■ Objective:
Rewrite the lines below, swapping every "drop a dot" for "put a point" and keeping everything else the same. Leave the pictures out.

** start **

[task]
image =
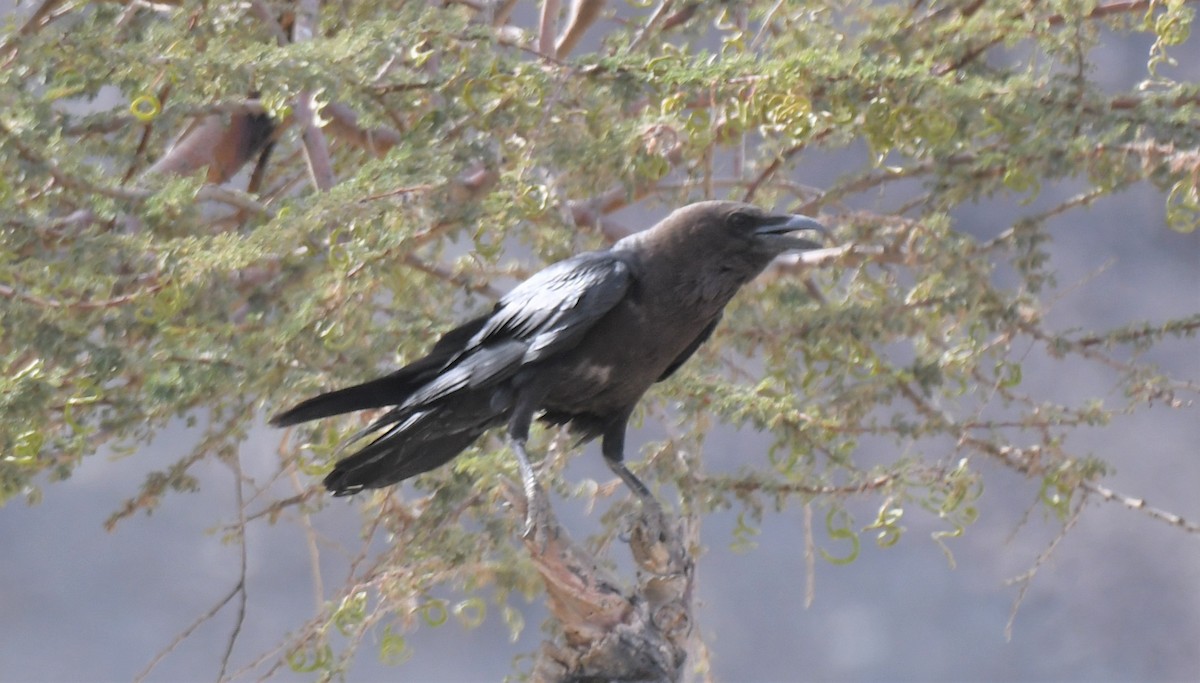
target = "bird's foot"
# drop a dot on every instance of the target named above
(651, 525)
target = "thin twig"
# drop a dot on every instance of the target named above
(235, 465)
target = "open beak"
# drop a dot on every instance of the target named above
(791, 232)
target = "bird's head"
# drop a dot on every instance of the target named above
(741, 228)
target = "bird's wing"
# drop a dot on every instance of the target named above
(553, 309)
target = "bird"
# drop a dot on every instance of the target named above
(577, 343)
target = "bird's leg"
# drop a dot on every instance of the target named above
(537, 507)
(613, 450)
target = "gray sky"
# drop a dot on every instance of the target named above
(1120, 600)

** end **

■ Response:
[task]
image =
target = "bird's foot"
# put a point on every instance of the target named above
(651, 525)
target = "thin twig"
# put a point on every instance of the target named above
(235, 465)
target = "open beak"
# put a point on every instance of the target named above
(791, 232)
target = "bird's head"
# put a point on every instance of the target named above
(741, 228)
target = "bird's wing"
# put a point on every instance of the target named above
(553, 309)
target = "bird"
# put a point on every instance of the target named above
(577, 343)
target = "bird's leg"
# put a point on every instance of the target named above
(537, 507)
(613, 450)
target = "gray sky"
# put a point on every instance of the target named above
(1120, 600)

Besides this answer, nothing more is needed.